------ Data to use ------
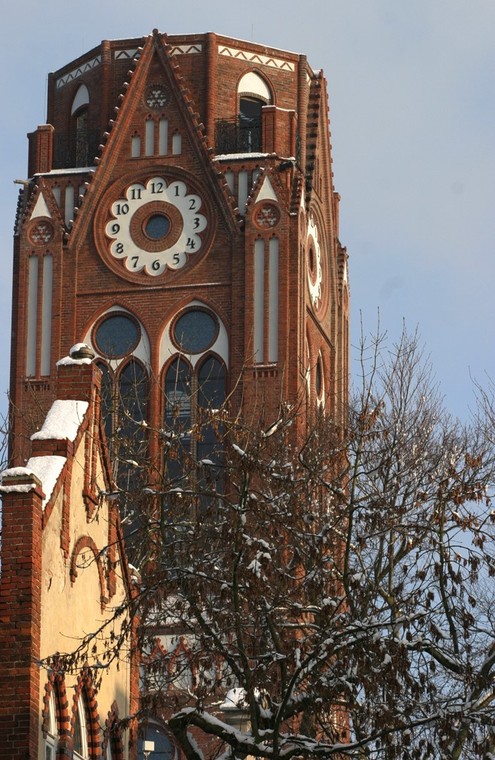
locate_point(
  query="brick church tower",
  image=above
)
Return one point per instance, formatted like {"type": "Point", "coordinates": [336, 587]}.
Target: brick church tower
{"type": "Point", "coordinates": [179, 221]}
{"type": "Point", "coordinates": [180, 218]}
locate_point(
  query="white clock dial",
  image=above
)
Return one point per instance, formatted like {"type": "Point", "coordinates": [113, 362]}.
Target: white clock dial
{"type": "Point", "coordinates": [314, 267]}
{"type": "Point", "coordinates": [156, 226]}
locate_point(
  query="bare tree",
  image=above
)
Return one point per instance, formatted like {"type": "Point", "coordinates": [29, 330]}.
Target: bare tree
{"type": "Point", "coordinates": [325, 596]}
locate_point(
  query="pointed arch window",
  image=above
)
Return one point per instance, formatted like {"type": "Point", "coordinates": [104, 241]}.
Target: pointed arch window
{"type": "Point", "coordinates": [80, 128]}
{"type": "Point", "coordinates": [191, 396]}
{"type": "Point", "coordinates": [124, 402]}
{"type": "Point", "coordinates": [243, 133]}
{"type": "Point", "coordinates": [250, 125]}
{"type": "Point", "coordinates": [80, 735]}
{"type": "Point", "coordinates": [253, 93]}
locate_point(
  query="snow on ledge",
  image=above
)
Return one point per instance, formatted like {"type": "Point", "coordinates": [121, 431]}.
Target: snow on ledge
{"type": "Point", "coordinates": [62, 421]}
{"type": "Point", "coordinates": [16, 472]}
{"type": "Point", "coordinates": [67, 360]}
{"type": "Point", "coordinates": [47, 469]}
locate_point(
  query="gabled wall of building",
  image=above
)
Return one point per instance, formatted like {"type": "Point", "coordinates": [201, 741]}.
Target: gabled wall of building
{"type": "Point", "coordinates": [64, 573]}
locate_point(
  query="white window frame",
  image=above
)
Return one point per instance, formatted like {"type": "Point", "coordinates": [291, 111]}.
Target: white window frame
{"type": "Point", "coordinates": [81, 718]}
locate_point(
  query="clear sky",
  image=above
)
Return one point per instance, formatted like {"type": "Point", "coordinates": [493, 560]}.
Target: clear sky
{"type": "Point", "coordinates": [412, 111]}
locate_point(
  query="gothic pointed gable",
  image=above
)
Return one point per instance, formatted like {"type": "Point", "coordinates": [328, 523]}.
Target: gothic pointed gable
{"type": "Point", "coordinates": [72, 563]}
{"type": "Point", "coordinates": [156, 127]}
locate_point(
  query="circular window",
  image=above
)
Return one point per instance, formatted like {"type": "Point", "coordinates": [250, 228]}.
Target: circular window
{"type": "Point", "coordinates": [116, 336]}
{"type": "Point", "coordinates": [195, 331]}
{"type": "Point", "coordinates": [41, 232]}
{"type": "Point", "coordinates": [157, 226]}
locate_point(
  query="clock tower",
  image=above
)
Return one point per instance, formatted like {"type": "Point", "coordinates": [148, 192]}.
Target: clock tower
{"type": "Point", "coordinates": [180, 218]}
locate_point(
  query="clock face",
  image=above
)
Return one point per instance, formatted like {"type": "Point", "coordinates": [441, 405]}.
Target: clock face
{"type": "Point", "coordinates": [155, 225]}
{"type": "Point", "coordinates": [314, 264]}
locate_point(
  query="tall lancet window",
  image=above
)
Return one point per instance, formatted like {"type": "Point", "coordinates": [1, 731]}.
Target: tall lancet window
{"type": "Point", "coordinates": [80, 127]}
------
» **To do**
Retype every entry word for word, but do not carry over the pictures.

» **Exercise answer**
locate_point(
  query="brick church tower",
  image=above
)
Return one point per instance, formatted like {"type": "Point", "coordinates": [336, 587]}.
Target: brick church tower
{"type": "Point", "coordinates": [179, 221]}
{"type": "Point", "coordinates": [180, 218]}
locate_point(
  query="white clock dial",
  image=above
)
Return one point per instance, formatted like {"type": "Point", "coordinates": [113, 362]}.
Target: white clock dial
{"type": "Point", "coordinates": [314, 267]}
{"type": "Point", "coordinates": [156, 226]}
locate_point(
  query="bare tree",
  image=above
)
Return one point per instance, formatted like {"type": "Point", "coordinates": [29, 330]}.
Target: bare tree
{"type": "Point", "coordinates": [325, 596]}
locate_point(
  query="pointed arch window",
  image=above
)
Return one point per instance, formatted like {"type": "Point", "coordinates": [104, 241]}.
Target: pointed arch window
{"type": "Point", "coordinates": [80, 128]}
{"type": "Point", "coordinates": [191, 396]}
{"type": "Point", "coordinates": [124, 402]}
{"type": "Point", "coordinates": [243, 133]}
{"type": "Point", "coordinates": [250, 125]}
{"type": "Point", "coordinates": [80, 735]}
{"type": "Point", "coordinates": [253, 93]}
locate_point(
  query="snow on ledge",
  image=above
)
Return one point per instance, formatted like {"type": "Point", "coordinates": [121, 431]}.
Target: snow on ledge
{"type": "Point", "coordinates": [62, 421]}
{"type": "Point", "coordinates": [16, 472]}
{"type": "Point", "coordinates": [67, 360]}
{"type": "Point", "coordinates": [47, 469]}
locate_point(
  query="gabled wall of building",
  image=above
)
Return one point per instance, formatted like {"type": "Point", "coordinates": [201, 741]}.
Target: gabled wall of building
{"type": "Point", "coordinates": [64, 573]}
locate_point(
  query="white window frame",
  image=above
)
Return one point per instance, formatted like {"type": "Point", "coordinates": [291, 111]}.
Target: white window frame
{"type": "Point", "coordinates": [81, 718]}
locate_point(
  query="clear sky",
  image=above
)
Return one point per instance, formatted like {"type": "Point", "coordinates": [493, 560]}.
Target: clear sky
{"type": "Point", "coordinates": [412, 111]}
locate_point(
  query="gothic pointed gable",
  image=above
)
Return one point per instance, formatted like {"type": "Point", "coordinates": [328, 523]}.
Target: gothic pointed gable
{"type": "Point", "coordinates": [72, 563]}
{"type": "Point", "coordinates": [156, 127]}
locate_point(
  query="circular window",
  image=above
)
Return one point per instance, formatted like {"type": "Point", "coordinates": [250, 228]}.
Target: circular window
{"type": "Point", "coordinates": [116, 336]}
{"type": "Point", "coordinates": [195, 331]}
{"type": "Point", "coordinates": [41, 232]}
{"type": "Point", "coordinates": [157, 226]}
locate_point(
  query="clock tower",
  image=above
)
Return one point per instance, formatted like {"type": "Point", "coordinates": [148, 192]}.
Target: clock tower
{"type": "Point", "coordinates": [180, 218]}
locate_point(
  query="clock face",
  image=above
)
Return one point per instance, formatted like {"type": "Point", "coordinates": [441, 405]}.
Target: clock face
{"type": "Point", "coordinates": [155, 225]}
{"type": "Point", "coordinates": [314, 264]}
locate_point(
  query="tall lancet window",
  image=above
)
Return one point per instance, formatted like {"type": "Point", "coordinates": [1, 731]}.
Target: tall lancet window
{"type": "Point", "coordinates": [80, 127]}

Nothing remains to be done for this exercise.